------ 出典資料

「過失はない」「地震のようなもの」――カカクコム、侵入手口明らかにせず
不正アクセスを受けて10日間閉鎖していた「価格.com」。不正アクセスの手口や、まるごと更新したというシステムの構成については一切明らかにしなかった。
「当社に過失はなかったが、詳細は明らかにできない」――カカクコムの穐田誉輝社長は5月25日、サイト再開後初めて会見を開いた。「価格.com」を一時閉鎖に追い込んだ不正アクセスの手口や、同社のセキュリティ対策の詳細などは「類似犯を防ぎ、捜査に協力するため」(穐田社長)として一切明かさなかった。記者からは「ある程度情報を開示してもらわないと、他社も対策を取りようがない」などと不満の声が漏れた。
「今回の件は、過失や重過失に類するものではない」――穐田社長は、同社のセキュリティ対策は問題がなかったと強調した。「OSのパッチはあてており、外部のセキュリティコンサルタントも入れるなど、できる限りの対策をしていた。しかし結果として“最高の対策”とは呼べない部分はあったと思う」(穐田社長)
不正アクセスの手口は「判明している」(穐田社長)としながらも「類似犯罪のヒントとなる情報は出したくない」と、詳細は明かさなかった。SQLインジェクションによるものだったする一部報道については「私どもから発表した事実ではない」(穐田社長)と、肯定も否定もしなかった。
「脆弱性は、カカクコム独自のアプリケーション部分にあったのか、それとも、他社も使っているような基幹のシステムにあったのか」という質問に対しては「他社について言及する立場にない」(穐田社長)と返答。記者が「同様の問題が他社にありうるかどうかが知りたい」と食い下がると「広い意味で言えば、こういう事態はどの会社にもあり得るだろう」とぼかした。

------------

- [取り組む課題]:
a) 出典資料によると、穐田社長がサイト再開後初めて会見を開いたのは何月何日か。
b) 出典資料のうち「「今回の件は、過失や重過失に類するものではない」」で始まる段落を、主な事実を残して箇条書きにまとめよ。
出典資料の内容だけを手がかりにすること。

------ 表示データ

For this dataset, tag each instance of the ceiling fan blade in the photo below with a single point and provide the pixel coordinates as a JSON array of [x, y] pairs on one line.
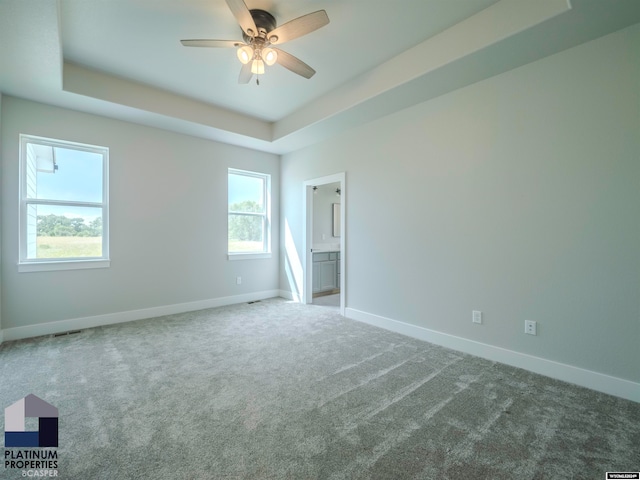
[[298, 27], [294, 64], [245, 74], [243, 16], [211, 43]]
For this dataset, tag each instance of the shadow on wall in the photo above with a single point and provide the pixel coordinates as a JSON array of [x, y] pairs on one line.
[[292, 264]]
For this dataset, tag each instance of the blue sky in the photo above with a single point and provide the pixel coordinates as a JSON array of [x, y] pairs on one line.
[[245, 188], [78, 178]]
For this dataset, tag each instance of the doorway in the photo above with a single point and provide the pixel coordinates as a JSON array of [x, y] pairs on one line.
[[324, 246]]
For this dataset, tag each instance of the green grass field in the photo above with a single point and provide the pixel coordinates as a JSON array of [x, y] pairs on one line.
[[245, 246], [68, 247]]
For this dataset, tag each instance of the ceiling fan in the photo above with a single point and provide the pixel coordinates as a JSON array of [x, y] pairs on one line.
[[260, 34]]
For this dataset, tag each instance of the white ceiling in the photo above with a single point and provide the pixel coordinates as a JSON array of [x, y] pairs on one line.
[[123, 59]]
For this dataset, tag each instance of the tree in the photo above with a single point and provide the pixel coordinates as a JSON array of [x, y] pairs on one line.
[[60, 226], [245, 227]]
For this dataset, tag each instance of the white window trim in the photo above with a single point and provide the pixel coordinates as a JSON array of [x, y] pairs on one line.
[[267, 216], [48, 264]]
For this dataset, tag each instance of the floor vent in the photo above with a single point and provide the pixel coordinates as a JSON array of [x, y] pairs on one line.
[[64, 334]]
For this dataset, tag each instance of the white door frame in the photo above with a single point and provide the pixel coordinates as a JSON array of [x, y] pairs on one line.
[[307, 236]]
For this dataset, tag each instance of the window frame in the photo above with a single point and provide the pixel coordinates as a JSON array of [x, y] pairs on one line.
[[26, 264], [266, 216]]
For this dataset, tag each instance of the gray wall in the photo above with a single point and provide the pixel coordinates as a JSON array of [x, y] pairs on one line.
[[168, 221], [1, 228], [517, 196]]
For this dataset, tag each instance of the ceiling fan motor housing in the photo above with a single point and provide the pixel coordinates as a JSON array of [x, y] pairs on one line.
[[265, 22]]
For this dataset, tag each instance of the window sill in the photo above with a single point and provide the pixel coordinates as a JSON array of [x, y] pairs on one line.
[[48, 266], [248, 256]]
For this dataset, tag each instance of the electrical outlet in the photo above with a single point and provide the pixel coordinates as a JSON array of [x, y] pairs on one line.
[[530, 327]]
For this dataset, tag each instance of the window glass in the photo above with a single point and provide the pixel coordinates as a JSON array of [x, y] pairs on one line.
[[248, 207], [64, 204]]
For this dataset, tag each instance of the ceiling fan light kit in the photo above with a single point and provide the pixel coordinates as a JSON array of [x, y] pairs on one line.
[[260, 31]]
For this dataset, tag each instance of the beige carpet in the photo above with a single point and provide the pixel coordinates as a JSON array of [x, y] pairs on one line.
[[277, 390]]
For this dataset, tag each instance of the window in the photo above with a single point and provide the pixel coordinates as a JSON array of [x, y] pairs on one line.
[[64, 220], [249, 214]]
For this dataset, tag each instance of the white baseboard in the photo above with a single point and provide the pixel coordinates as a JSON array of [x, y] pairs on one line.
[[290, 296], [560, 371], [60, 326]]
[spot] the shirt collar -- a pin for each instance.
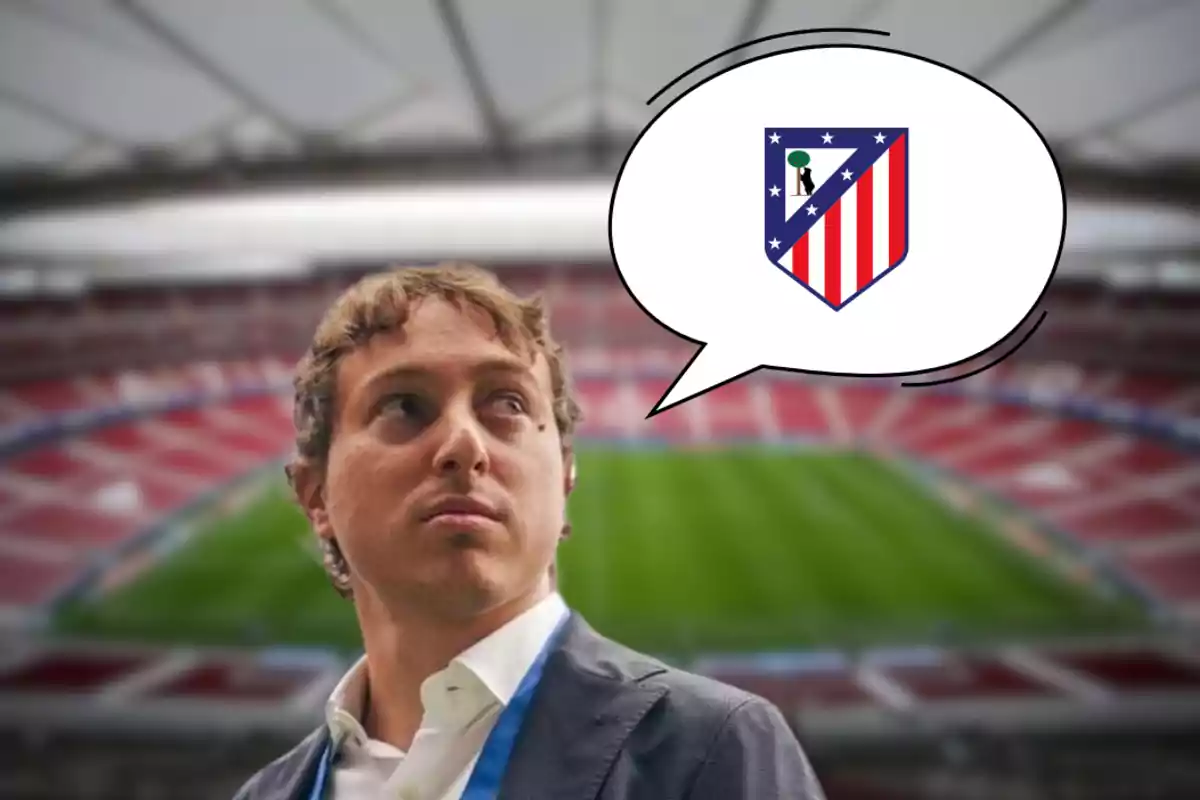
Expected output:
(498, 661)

------------
------ 表示データ

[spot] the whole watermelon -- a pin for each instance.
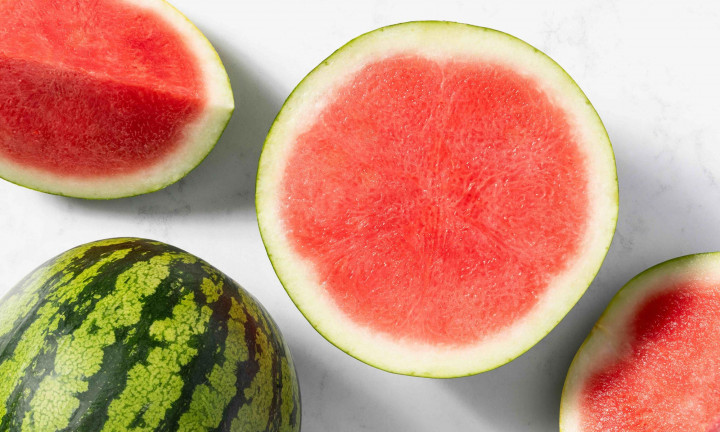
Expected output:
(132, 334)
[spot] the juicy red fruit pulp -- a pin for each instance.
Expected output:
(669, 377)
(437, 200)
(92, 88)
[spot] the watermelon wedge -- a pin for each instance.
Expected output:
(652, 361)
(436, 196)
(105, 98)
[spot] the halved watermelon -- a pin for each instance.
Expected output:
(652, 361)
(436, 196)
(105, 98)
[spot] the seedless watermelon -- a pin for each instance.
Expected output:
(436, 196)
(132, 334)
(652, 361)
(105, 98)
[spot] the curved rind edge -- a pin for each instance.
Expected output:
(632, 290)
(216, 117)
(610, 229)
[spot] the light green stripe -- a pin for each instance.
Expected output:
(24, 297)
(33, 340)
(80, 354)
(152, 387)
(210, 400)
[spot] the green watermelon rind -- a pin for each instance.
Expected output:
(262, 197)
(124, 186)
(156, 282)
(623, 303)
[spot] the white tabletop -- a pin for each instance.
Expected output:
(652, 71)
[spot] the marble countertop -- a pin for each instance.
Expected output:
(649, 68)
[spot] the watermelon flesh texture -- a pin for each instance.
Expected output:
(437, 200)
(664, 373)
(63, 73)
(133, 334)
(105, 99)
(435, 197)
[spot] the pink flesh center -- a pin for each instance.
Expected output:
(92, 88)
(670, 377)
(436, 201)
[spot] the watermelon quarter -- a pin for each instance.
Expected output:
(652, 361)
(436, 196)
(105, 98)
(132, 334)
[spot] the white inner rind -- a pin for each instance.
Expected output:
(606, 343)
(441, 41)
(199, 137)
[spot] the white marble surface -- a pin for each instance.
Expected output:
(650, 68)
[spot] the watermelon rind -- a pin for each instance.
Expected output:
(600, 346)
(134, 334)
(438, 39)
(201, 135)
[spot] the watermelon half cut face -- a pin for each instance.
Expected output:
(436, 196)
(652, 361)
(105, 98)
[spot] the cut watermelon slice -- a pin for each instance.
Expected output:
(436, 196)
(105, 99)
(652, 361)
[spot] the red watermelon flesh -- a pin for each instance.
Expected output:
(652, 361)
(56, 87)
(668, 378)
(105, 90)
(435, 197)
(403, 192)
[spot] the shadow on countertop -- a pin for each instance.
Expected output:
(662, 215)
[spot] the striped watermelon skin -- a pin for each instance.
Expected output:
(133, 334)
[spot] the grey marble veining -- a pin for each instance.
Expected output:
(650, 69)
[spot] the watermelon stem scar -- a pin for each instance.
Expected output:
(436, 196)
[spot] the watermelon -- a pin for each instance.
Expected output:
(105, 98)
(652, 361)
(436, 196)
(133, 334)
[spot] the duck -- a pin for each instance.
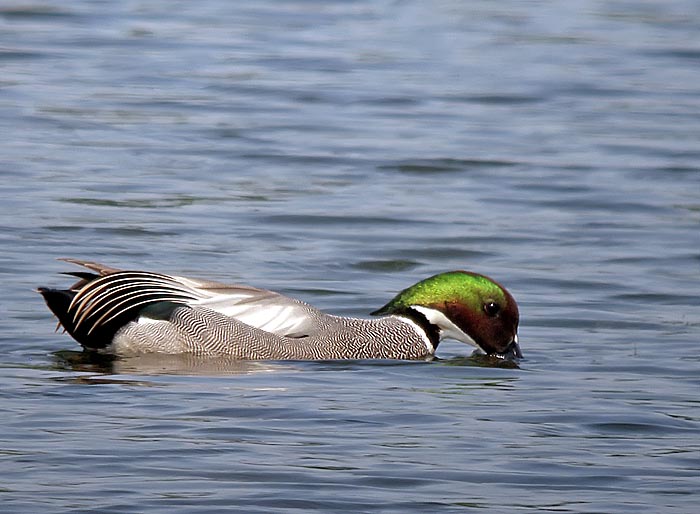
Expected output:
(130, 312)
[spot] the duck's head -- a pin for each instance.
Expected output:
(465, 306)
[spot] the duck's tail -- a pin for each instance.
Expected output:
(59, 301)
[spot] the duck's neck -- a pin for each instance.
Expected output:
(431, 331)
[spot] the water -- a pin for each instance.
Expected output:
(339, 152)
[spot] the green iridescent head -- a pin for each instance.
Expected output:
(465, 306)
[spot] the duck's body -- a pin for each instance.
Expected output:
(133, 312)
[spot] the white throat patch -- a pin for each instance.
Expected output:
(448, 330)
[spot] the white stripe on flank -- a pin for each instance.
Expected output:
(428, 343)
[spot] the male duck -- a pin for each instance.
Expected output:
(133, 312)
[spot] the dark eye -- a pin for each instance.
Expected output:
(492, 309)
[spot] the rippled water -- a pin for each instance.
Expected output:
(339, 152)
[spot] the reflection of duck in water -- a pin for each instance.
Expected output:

------------

- [解答一覧]:
a) 5月25日。

b)
・穐田社長は、今回の件は過失や重過失に類するものではないとし、同社のセキュリティ対策に問題はなかったと強調した。
・OSのパッチをあて、外部のセキュリティコンサルタントも入れるなど、できる限りの対策をしていたと述べた。
・ただし、結果として「最高の対策」とは呼べない部分はあったと思うとも述べた。